• _Problem requirements_: Pick out every line of the entries below that contains the string "rail", and copy each one. Case counts.

>> Begin Supplied data

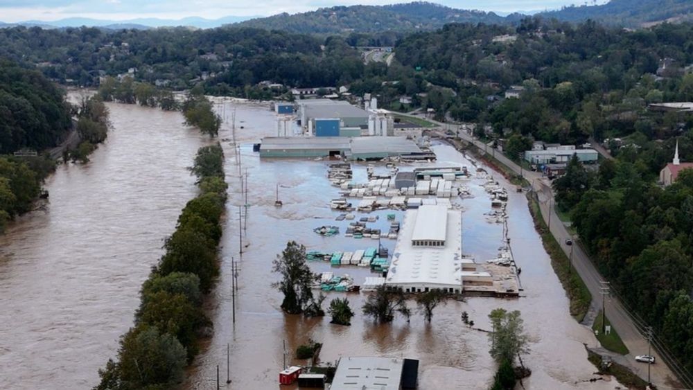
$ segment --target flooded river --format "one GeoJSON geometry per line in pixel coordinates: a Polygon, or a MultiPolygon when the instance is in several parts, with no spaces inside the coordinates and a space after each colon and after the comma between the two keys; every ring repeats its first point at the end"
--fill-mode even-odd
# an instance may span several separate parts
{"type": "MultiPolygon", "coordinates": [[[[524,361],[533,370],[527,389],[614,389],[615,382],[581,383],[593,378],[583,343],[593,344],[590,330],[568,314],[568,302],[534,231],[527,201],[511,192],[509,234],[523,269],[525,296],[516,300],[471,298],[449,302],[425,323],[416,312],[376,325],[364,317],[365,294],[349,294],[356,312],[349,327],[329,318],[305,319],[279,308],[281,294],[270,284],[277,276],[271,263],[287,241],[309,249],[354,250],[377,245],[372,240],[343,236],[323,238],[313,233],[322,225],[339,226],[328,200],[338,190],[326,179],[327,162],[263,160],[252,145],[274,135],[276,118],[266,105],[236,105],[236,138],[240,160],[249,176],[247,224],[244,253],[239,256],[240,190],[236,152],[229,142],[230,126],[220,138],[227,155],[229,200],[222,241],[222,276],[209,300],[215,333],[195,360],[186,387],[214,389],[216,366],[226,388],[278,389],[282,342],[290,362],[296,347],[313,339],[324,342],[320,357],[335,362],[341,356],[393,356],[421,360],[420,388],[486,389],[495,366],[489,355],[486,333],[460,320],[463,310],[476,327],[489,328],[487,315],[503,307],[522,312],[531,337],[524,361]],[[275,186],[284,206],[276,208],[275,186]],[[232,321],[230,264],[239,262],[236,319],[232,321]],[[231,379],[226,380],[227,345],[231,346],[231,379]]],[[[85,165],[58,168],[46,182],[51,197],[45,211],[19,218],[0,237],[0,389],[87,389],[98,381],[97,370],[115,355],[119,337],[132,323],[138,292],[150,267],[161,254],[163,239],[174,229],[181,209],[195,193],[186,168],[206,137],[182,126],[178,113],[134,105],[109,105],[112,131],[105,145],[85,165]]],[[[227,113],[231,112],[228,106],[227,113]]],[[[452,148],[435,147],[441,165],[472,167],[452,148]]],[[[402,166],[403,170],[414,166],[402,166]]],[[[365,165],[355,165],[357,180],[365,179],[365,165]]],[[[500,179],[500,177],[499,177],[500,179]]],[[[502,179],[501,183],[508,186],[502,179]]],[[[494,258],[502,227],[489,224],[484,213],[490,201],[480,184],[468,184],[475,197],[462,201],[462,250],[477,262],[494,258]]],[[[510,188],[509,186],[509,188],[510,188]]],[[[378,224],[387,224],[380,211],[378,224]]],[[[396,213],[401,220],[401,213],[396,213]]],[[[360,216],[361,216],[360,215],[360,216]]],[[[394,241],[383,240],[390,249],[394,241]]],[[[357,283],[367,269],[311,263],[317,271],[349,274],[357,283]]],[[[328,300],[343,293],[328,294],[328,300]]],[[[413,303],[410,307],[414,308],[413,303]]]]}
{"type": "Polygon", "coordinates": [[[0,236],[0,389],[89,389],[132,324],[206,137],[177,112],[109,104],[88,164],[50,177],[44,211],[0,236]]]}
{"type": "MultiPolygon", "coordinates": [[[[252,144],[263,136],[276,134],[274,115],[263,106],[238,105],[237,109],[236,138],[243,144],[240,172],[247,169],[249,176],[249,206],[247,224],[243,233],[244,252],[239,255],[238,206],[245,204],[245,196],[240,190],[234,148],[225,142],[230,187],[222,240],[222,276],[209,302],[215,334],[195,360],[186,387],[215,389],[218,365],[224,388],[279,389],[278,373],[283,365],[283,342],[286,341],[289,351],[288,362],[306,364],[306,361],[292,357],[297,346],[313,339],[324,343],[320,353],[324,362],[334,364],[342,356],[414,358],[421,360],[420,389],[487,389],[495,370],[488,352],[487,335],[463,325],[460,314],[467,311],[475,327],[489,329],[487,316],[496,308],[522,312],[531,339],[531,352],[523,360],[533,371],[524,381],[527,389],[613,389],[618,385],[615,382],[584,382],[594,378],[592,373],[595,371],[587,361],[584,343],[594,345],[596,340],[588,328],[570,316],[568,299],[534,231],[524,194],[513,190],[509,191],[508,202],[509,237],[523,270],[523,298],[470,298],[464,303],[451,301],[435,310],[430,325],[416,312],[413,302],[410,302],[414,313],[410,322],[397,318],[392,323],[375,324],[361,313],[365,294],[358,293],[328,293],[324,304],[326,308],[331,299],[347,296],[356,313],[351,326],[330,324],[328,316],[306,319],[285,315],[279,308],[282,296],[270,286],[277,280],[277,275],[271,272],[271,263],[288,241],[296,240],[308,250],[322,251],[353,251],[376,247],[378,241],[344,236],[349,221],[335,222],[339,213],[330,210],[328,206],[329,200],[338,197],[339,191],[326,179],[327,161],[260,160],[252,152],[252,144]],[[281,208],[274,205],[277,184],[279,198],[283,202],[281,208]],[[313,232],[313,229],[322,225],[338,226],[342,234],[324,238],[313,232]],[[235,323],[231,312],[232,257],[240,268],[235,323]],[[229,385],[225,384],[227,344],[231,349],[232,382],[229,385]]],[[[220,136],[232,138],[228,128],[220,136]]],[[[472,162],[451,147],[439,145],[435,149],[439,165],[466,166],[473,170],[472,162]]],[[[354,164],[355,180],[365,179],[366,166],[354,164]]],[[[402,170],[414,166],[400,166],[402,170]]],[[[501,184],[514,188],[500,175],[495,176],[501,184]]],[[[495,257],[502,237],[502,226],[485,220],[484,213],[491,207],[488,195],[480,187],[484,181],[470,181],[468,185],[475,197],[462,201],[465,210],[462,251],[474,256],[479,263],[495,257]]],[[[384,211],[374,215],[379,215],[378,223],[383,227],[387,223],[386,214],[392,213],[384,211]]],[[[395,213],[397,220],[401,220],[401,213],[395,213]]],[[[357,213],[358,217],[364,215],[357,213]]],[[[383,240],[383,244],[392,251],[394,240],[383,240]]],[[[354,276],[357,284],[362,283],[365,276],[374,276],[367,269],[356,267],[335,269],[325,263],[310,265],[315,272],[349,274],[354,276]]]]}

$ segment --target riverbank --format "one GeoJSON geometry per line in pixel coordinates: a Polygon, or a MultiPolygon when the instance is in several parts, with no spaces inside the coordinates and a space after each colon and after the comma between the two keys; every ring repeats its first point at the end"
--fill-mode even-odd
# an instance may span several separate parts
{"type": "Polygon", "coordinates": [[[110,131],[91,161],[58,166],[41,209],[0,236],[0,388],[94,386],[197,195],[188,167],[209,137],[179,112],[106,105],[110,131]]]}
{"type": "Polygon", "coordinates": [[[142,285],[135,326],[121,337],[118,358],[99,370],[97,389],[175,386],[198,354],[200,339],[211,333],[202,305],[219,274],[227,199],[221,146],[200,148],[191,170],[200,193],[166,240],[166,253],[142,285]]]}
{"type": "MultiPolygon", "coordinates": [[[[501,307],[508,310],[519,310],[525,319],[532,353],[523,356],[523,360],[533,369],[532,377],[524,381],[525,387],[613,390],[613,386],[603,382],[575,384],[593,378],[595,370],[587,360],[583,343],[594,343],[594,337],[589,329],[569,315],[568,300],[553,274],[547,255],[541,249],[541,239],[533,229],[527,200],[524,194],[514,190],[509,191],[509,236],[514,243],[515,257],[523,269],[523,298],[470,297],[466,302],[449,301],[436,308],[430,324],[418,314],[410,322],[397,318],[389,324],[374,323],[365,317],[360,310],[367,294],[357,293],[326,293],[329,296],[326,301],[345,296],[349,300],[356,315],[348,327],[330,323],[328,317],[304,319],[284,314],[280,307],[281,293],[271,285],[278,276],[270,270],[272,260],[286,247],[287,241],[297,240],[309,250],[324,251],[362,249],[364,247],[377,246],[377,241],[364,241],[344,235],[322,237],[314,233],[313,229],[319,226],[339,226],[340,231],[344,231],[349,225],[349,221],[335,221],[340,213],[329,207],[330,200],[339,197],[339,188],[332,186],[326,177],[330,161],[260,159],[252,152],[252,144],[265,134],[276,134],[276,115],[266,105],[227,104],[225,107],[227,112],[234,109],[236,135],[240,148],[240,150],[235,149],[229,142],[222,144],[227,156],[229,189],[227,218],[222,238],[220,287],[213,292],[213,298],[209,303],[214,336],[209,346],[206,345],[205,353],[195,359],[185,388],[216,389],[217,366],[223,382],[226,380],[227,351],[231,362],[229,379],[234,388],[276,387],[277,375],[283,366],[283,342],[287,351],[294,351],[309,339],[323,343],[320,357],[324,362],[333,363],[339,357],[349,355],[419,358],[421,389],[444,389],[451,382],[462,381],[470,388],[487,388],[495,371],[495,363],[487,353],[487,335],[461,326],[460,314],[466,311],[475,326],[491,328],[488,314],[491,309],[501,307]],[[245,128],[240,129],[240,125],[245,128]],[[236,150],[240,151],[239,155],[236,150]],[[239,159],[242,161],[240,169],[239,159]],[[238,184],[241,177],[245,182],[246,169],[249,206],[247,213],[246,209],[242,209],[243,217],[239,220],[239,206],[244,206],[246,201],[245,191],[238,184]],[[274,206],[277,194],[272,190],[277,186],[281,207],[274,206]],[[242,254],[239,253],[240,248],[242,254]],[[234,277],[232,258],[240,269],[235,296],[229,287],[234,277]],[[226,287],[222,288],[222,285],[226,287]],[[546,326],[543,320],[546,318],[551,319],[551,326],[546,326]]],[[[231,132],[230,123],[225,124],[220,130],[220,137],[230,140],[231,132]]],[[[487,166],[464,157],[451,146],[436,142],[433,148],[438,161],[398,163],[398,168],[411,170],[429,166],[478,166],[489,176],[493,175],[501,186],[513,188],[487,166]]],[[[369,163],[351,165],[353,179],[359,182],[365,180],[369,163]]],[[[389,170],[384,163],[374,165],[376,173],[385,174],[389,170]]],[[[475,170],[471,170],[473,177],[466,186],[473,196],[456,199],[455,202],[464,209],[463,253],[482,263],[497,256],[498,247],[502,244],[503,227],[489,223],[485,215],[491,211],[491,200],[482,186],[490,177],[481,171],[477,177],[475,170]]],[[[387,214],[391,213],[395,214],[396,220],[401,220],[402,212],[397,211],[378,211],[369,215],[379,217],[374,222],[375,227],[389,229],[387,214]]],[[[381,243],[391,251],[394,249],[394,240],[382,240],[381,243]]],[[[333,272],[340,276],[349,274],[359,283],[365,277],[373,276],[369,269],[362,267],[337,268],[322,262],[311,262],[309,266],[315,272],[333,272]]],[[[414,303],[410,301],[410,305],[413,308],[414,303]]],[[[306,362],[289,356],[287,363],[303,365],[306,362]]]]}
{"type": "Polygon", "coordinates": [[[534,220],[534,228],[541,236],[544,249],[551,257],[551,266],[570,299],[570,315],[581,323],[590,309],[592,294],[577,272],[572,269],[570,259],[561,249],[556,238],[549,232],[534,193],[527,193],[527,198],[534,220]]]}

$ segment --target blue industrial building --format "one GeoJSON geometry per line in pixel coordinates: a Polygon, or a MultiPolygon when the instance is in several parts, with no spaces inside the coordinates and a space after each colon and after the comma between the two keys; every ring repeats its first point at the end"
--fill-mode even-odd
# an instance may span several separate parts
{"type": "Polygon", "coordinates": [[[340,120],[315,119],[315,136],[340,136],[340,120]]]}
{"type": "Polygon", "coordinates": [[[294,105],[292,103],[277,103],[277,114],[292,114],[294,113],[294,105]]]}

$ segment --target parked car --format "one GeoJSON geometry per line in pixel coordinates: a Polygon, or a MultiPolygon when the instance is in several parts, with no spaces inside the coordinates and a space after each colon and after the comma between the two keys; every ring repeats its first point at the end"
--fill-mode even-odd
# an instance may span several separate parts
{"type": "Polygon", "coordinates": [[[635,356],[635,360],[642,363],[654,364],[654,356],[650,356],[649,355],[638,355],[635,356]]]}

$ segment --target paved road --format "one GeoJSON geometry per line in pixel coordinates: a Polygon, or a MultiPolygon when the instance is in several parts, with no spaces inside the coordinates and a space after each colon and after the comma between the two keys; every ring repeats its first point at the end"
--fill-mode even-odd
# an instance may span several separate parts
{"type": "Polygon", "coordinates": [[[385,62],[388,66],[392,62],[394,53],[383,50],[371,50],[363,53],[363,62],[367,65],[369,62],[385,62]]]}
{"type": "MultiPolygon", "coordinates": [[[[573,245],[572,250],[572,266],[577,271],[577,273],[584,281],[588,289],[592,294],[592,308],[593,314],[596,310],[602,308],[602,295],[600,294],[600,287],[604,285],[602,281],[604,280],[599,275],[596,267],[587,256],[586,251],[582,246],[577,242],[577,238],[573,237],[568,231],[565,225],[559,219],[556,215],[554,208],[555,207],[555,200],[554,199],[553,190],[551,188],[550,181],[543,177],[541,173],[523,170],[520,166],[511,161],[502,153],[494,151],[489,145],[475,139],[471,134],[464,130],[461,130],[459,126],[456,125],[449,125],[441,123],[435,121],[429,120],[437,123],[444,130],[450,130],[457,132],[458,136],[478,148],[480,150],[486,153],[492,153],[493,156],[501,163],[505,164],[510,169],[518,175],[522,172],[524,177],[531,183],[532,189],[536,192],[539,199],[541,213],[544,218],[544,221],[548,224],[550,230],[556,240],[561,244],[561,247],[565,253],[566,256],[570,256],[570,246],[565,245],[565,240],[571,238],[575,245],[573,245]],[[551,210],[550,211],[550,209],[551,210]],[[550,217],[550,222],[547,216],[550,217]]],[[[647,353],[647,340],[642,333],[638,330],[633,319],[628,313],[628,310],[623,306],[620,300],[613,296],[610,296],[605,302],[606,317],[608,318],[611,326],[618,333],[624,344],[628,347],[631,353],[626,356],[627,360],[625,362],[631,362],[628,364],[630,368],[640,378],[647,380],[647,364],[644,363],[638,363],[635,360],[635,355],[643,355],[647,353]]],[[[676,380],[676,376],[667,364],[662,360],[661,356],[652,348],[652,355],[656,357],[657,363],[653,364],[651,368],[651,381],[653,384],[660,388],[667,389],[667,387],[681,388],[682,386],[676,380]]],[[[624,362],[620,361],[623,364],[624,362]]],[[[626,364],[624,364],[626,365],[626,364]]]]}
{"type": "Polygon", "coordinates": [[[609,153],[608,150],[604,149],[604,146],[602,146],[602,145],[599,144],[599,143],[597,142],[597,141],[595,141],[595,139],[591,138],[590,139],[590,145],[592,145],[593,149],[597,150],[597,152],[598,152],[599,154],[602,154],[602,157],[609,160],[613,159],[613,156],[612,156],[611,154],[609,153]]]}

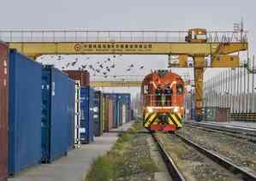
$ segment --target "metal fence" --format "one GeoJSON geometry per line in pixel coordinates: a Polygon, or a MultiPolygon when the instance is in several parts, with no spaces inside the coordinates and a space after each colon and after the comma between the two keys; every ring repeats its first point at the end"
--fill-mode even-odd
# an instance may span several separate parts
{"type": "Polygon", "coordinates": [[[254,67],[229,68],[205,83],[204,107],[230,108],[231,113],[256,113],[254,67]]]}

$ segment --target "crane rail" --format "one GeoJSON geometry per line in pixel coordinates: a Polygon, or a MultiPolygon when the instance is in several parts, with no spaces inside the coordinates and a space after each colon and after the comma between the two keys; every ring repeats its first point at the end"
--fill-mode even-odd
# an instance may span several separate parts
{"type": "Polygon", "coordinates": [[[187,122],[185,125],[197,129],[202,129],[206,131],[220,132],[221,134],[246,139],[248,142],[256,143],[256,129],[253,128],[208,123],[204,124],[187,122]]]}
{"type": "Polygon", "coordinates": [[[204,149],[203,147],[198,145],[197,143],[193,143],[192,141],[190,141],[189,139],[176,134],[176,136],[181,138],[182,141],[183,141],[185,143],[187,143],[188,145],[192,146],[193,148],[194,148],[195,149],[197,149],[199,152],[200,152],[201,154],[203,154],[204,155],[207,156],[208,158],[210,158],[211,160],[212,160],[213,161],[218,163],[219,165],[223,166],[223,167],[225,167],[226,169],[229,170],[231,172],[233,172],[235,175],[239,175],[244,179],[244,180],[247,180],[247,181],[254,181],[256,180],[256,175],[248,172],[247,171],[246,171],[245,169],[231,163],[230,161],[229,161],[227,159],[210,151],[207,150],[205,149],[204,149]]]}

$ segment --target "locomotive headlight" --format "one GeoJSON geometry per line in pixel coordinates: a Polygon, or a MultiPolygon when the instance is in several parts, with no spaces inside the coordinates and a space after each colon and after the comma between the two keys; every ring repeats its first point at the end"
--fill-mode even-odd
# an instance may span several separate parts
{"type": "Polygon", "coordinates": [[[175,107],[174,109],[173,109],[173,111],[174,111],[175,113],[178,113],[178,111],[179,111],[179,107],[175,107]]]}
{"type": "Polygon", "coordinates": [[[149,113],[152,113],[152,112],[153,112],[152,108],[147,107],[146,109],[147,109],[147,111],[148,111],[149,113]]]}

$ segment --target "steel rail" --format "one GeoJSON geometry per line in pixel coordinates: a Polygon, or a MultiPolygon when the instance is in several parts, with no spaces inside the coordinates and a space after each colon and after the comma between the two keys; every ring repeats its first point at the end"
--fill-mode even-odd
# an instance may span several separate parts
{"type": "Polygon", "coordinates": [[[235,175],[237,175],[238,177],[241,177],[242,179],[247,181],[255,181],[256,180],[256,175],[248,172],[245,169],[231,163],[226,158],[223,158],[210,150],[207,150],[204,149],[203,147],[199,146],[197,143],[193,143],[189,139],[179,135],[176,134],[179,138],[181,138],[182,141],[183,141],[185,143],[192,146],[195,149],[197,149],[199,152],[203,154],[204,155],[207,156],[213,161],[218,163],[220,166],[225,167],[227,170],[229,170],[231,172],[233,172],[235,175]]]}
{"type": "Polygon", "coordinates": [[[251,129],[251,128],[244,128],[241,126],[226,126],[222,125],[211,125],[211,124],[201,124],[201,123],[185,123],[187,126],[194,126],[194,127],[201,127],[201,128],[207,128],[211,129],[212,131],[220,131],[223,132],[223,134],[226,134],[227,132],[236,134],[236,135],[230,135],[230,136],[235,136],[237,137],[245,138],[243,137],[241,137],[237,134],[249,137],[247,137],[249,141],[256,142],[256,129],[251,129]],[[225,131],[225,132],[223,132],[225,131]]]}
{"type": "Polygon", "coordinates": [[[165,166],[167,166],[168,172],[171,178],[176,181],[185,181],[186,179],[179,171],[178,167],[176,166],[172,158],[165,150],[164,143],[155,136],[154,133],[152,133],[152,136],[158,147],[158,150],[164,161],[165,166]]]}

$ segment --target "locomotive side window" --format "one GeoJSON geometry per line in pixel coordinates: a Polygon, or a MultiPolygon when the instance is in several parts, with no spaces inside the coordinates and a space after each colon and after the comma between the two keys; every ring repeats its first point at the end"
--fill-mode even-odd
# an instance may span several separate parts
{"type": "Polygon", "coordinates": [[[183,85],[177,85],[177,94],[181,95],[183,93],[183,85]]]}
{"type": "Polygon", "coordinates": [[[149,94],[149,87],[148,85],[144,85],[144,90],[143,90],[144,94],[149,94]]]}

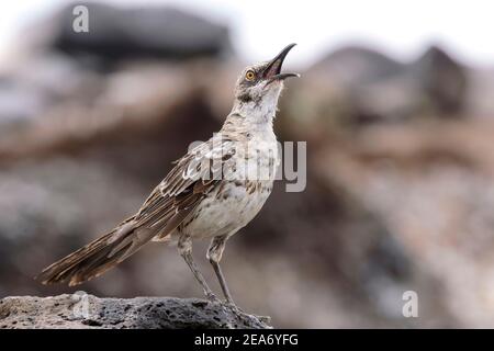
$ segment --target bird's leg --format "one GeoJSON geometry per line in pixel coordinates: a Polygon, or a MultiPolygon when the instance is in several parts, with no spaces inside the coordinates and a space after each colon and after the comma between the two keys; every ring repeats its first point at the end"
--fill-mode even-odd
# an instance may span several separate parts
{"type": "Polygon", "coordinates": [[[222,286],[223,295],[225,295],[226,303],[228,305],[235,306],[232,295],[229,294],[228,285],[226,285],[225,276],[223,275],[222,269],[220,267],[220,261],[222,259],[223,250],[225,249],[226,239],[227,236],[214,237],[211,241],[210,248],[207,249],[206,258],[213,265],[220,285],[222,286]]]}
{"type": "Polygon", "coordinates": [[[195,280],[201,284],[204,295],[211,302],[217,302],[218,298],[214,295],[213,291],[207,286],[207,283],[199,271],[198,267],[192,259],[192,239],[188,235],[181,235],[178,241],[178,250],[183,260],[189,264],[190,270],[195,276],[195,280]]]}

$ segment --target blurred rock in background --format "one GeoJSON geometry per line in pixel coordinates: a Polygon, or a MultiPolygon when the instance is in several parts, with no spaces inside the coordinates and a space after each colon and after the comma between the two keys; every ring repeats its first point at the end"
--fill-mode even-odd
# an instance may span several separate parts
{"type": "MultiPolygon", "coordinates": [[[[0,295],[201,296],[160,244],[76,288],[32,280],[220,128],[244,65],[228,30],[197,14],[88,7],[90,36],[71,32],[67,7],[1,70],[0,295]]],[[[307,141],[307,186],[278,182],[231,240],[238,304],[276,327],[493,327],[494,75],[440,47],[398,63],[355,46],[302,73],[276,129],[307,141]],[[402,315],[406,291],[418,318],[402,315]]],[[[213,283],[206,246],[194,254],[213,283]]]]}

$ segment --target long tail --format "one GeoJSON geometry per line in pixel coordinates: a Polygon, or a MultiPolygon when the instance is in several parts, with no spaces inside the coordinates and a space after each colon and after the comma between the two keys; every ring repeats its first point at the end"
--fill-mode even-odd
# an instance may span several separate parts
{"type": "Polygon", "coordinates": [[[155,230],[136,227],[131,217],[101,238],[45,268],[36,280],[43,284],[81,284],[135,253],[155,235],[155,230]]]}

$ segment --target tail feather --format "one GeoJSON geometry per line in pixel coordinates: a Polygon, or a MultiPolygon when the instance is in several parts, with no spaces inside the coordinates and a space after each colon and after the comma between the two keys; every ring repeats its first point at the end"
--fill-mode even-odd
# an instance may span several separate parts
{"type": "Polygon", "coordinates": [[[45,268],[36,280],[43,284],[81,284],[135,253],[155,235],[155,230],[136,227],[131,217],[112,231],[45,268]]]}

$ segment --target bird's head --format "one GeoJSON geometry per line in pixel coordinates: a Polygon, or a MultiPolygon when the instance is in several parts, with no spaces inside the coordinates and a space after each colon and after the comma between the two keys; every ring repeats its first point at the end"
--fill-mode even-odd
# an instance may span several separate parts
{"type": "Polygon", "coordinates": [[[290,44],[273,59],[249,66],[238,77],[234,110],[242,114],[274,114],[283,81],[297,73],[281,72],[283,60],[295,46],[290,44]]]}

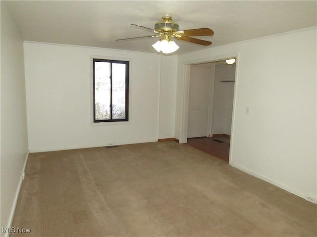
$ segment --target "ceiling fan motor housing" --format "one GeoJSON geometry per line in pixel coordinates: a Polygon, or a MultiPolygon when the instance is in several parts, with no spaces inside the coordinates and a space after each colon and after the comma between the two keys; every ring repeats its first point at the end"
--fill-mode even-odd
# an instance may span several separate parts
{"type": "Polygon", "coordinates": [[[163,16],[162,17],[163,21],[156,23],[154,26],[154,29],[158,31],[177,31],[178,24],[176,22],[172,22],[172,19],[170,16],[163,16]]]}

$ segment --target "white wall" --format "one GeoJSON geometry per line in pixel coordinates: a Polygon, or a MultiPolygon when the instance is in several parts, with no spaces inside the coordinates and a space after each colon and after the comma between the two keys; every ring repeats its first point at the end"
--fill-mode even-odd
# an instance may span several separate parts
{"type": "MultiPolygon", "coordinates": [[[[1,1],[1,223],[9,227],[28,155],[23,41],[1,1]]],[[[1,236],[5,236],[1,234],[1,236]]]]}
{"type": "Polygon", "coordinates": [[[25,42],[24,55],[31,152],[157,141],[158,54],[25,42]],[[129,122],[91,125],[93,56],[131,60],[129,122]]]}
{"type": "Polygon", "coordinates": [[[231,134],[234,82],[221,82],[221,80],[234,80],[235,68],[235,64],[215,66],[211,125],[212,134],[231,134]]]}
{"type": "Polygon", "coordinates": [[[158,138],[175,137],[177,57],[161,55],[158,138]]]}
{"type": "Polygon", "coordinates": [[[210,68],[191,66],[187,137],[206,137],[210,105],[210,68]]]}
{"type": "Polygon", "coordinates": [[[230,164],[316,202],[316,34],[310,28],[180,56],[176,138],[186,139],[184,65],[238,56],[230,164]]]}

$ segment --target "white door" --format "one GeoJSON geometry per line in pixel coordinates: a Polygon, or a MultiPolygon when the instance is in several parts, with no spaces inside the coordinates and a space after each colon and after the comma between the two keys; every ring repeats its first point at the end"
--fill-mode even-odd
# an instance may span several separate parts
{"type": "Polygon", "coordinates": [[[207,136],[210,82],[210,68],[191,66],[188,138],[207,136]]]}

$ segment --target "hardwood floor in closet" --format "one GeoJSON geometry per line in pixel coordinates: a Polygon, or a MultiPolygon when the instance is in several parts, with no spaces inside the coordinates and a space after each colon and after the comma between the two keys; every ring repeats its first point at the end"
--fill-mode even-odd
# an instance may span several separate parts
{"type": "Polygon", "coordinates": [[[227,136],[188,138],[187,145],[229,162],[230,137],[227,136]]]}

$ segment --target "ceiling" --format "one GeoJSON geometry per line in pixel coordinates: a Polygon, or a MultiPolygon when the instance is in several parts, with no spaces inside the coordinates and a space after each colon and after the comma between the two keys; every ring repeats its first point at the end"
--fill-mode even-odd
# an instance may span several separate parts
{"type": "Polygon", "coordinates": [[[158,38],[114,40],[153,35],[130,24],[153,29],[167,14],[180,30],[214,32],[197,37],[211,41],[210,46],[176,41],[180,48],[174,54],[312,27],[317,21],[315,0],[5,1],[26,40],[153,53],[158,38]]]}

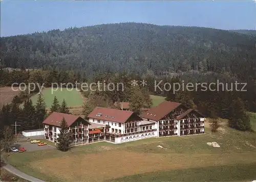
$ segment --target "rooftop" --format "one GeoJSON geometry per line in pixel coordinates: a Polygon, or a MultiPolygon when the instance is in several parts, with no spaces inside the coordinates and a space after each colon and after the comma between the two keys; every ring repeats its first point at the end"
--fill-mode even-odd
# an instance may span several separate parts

>> End Supplied data

• _Written answer_:
$ segment --target "crane rail" --format "one GeoJSON geometry per line in pixel coordinates: a Polygon, or a MultiPolygon when the instance is in several parts, with no spaces inside the coordinates and a space after each colon and after the comma between the two keys; every ring repeats its first point at the end"
$ segment --target "steel rail" --format "one GeoJSON geometry per line in pixel coordinates: a Polygon, or a MultiPolygon when the instance is in several parts, with no spaces inside the coordinates and a space after each colon and after the comma between the two keys; every ring repeats its first point at the end"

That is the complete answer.